> _WHAT TO WORK ON_
Extract every line of the data below that contains the word "each".

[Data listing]
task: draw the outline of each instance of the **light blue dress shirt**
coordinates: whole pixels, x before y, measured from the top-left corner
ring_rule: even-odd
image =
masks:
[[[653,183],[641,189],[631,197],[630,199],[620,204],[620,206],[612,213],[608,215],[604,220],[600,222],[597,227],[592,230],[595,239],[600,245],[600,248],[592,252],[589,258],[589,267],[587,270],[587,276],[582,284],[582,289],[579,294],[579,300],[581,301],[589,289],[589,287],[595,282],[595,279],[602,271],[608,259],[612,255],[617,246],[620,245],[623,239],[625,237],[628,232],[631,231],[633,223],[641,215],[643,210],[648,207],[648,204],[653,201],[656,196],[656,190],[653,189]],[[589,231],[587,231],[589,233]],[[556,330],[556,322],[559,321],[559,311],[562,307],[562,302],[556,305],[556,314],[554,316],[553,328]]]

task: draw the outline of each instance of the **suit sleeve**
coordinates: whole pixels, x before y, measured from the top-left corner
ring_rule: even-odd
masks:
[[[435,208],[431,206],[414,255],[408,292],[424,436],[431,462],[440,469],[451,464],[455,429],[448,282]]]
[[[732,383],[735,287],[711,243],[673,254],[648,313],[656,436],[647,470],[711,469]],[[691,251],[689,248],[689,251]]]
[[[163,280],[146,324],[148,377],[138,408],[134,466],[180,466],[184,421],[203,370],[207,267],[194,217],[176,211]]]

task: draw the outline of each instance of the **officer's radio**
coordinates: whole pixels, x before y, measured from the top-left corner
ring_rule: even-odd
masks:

> _THE REPLY_
task: draw the outline of each instance of the **light blue dress shirt**
task: draw the outline of each instance of the **suit sleeve**
task: draw the outline of each instance of the **officer's radio**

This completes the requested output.